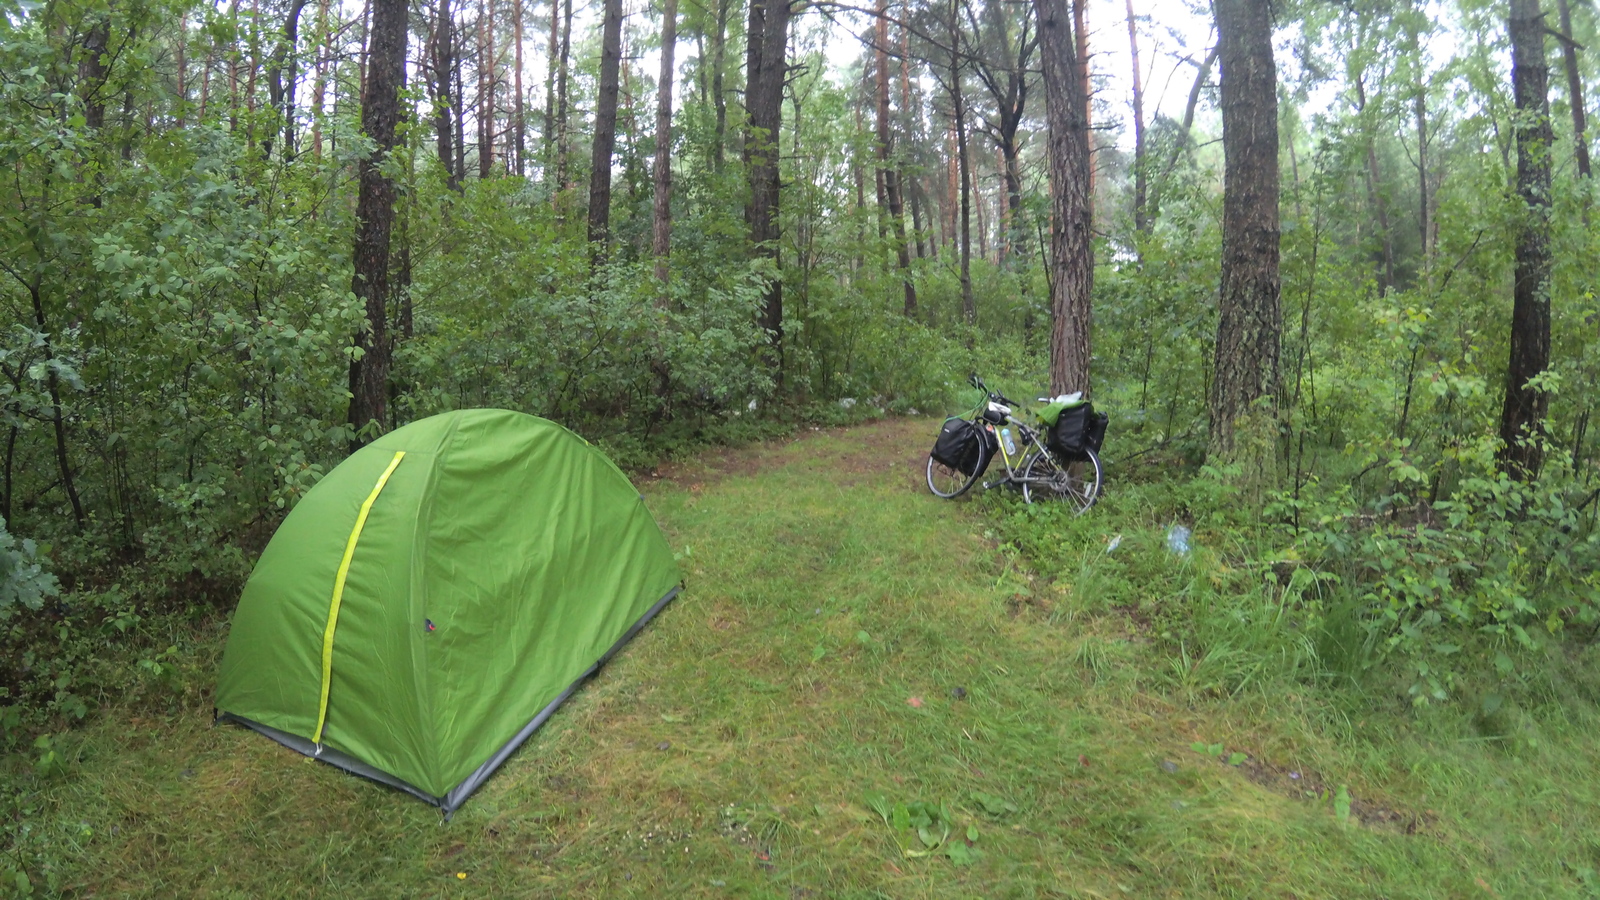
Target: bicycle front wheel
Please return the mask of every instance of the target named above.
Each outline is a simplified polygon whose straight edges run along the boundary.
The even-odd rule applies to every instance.
[[[1100,457],[1085,450],[1084,459],[1063,465],[1054,455],[1040,453],[1022,471],[1022,499],[1066,500],[1082,515],[1100,499]]]
[[[928,490],[935,497],[951,499],[967,492],[978,480],[978,473],[984,469],[989,457],[988,448],[982,441],[978,442],[978,464],[973,467],[972,474],[968,475],[960,469],[953,469],[932,456],[928,457]]]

Exercise goal:
Repeat, word for word, each of the records, omitting any image they hold.

Response box:
Target: bicycle front wheel
Please return the mask of every instance of the target named above.
Each outline is a simplified polygon whose straight edges run along the boundary.
The even-odd rule applies to every instance.
[[[1100,457],[1085,450],[1084,459],[1063,465],[1054,455],[1040,453],[1022,471],[1022,499],[1066,500],[1082,515],[1100,499]]]
[[[928,490],[935,497],[951,499],[967,492],[978,480],[978,473],[984,469],[989,457],[988,448],[982,441],[978,442],[978,464],[973,467],[972,474],[968,475],[960,469],[953,469],[932,456],[928,457]]]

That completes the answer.